## AIM
Your task is to print every entry below exactly as given.

══ EXTRACTED DATA ══

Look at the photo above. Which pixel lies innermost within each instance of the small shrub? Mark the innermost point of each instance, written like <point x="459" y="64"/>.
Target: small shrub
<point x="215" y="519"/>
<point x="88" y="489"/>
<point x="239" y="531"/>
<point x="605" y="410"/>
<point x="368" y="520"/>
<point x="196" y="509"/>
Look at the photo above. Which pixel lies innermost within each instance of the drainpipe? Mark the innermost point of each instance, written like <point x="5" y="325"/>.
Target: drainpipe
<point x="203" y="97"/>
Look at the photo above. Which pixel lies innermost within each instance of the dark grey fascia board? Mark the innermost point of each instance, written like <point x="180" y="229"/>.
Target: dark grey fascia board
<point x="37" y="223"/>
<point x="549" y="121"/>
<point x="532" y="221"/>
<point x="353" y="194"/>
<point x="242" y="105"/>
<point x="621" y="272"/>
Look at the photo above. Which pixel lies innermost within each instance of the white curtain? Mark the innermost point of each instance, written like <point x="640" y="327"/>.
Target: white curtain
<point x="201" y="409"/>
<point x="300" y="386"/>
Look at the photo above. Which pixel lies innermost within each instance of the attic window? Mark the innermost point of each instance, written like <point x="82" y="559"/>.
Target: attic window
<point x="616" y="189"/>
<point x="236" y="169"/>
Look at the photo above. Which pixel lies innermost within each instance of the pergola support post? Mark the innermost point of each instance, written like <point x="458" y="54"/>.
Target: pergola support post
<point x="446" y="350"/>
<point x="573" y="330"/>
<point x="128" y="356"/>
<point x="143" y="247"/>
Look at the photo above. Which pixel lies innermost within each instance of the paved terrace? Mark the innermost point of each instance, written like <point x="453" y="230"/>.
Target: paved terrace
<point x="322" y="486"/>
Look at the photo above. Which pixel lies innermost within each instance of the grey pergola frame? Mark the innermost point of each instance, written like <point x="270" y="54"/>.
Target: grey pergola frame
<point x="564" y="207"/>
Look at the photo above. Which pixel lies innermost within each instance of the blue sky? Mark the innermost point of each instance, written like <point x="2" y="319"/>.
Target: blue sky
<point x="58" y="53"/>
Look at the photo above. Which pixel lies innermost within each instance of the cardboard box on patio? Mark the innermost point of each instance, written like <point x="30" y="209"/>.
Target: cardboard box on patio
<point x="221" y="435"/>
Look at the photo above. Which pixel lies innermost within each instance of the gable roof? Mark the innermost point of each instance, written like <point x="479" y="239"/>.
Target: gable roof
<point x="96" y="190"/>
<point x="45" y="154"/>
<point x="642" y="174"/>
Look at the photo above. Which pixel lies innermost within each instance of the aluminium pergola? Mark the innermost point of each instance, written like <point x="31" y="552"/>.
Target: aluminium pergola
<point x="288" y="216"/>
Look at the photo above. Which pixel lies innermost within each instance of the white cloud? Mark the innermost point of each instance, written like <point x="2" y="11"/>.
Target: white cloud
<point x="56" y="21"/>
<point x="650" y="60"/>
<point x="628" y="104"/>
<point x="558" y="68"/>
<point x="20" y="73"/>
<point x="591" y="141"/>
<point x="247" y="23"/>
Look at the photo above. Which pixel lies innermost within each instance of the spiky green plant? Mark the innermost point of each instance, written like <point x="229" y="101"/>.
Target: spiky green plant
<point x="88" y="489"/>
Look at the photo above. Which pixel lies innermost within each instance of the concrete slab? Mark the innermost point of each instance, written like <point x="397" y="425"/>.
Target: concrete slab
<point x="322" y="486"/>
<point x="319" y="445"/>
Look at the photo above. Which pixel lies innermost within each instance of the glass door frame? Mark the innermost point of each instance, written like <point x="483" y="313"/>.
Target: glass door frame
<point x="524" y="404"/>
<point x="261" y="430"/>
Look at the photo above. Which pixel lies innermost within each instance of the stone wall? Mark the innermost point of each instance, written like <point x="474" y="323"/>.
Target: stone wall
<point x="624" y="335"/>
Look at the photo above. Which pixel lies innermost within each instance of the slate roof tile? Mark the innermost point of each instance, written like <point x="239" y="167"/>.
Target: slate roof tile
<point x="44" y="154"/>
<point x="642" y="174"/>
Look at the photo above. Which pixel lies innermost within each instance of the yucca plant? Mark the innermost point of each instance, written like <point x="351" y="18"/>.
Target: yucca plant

═══

## WORKED ANSWER
Look at the photo above. Which pixel lies innermost within each instance of the small shrub? Mark the innermost point of each instance, written like <point x="459" y="64"/>.
Target: small shrub
<point x="215" y="519"/>
<point x="88" y="489"/>
<point x="239" y="531"/>
<point x="605" y="410"/>
<point x="368" y="520"/>
<point x="196" y="509"/>
Look at the photo above. Which pixel lies innermost within each instance of the drainpipe? Mark the innermost point of each instance, written like <point x="5" y="325"/>.
Target: drainpipe
<point x="203" y="97"/>
Look at the photo above. Which pixel lies innermost within each instance of the dark grey fascia board? Mark the innermost point of each instance, written like <point x="180" y="229"/>.
Target: dark grey fascia board
<point x="37" y="223"/>
<point x="549" y="121"/>
<point x="532" y="221"/>
<point x="353" y="194"/>
<point x="242" y="105"/>
<point x="621" y="272"/>
Look at the photo above. Which pixel lies innermost within each instance of the white curtain? Mark the innermost point of each instance, written like <point x="640" y="327"/>.
Target: white curtain
<point x="201" y="409"/>
<point x="300" y="386"/>
Look at the photo above. Which pixel lies innermost within each instance of the attic window? Mark the innermost point of each instance, written like <point x="82" y="559"/>.
Target: attic window
<point x="616" y="189"/>
<point x="236" y="169"/>
Look at the photo above. Which pixel lies innermost within each instance of the pergola support post? Mark the innermost point of each instance, written like <point x="458" y="54"/>.
Target: pergola support post
<point x="446" y="350"/>
<point x="573" y="330"/>
<point x="128" y="356"/>
<point x="143" y="247"/>
Look at the photo above. Which pixel lies innermost within each instance of the paved terrace? Mark the innermost point of each instance, written like <point x="453" y="230"/>.
Target: paved terrace
<point x="322" y="486"/>
Look at the photo above. Which pixel lies innermost within each instance of the grey pergola frame? Mark the innermost point of each instance, written like <point x="270" y="54"/>.
Target: grey pergola frame
<point x="564" y="207"/>
Look at the photo above. Which pixel lies innermost within each instance of the blue sky? Mark the innermost point of each instance, written like <point x="2" y="319"/>.
Target: blue sky
<point x="58" y="53"/>
Look at the photo above. Which pixel lies innermost within each instance of the cardboard box on patio? Mark the innermost point of each instance, written like <point x="30" y="209"/>.
Target: cardboard box on patio
<point x="221" y="435"/>
Look at the photo above. Which pixel lies innermost within each instance of the gable roof? Mark the innermost point of each instance, written like <point x="479" y="239"/>.
Target: gable roof
<point x="96" y="190"/>
<point x="45" y="154"/>
<point x="642" y="174"/>
Look at the photo above. Which pixel lies innermost within each instance of the aluminium pergola? Mark the innermost point of each instance, written like <point x="31" y="552"/>.
Target: aluminium pergola
<point x="288" y="216"/>
Look at the photo above. Which pixel lies innermost within each instance of the white cloud? Mark the innermost point of each instance, written like <point x="2" y="11"/>.
Target: white cloud
<point x="56" y="21"/>
<point x="650" y="60"/>
<point x="628" y="104"/>
<point x="558" y="68"/>
<point x="20" y="73"/>
<point x="591" y="141"/>
<point x="247" y="23"/>
Look at the photo above. Which pixel lies innermost within each instance of the spiky green plant? Mark the innermost point of each instance, written like <point x="229" y="101"/>.
Target: spiky green plant
<point x="88" y="489"/>
Look at the photo above. Which pixel lies innermost within each instance of the concrete slab? Mark the innermost point of each instance, written like <point x="397" y="425"/>.
Target: concrete slab
<point x="322" y="486"/>
<point x="319" y="445"/>
Look at the photo above. Which pixel lies innermost within each instance of the glass door frame? Mark the innermost point of each instance, written like <point x="483" y="313"/>.
Target: glass door frame
<point x="524" y="404"/>
<point x="261" y="430"/>
Look at the photo above. Which pixel lies innermost within each instance of the stone wall? Mark the innermost point of each instance, written like <point x="474" y="323"/>.
Target: stone wall
<point x="624" y="335"/>
Look at the photo above. Which pixel lies innermost within each instance of the slate roof tile? Mark the innermost point of each instance, written like <point x="239" y="167"/>.
Target: slate roof tile
<point x="44" y="154"/>
<point x="642" y="174"/>
Look at the photo above. Which pixel lies innermost within each instance of the yucca plant? Mark the innermost point of each instance, written like <point x="351" y="18"/>.
Target: yucca plant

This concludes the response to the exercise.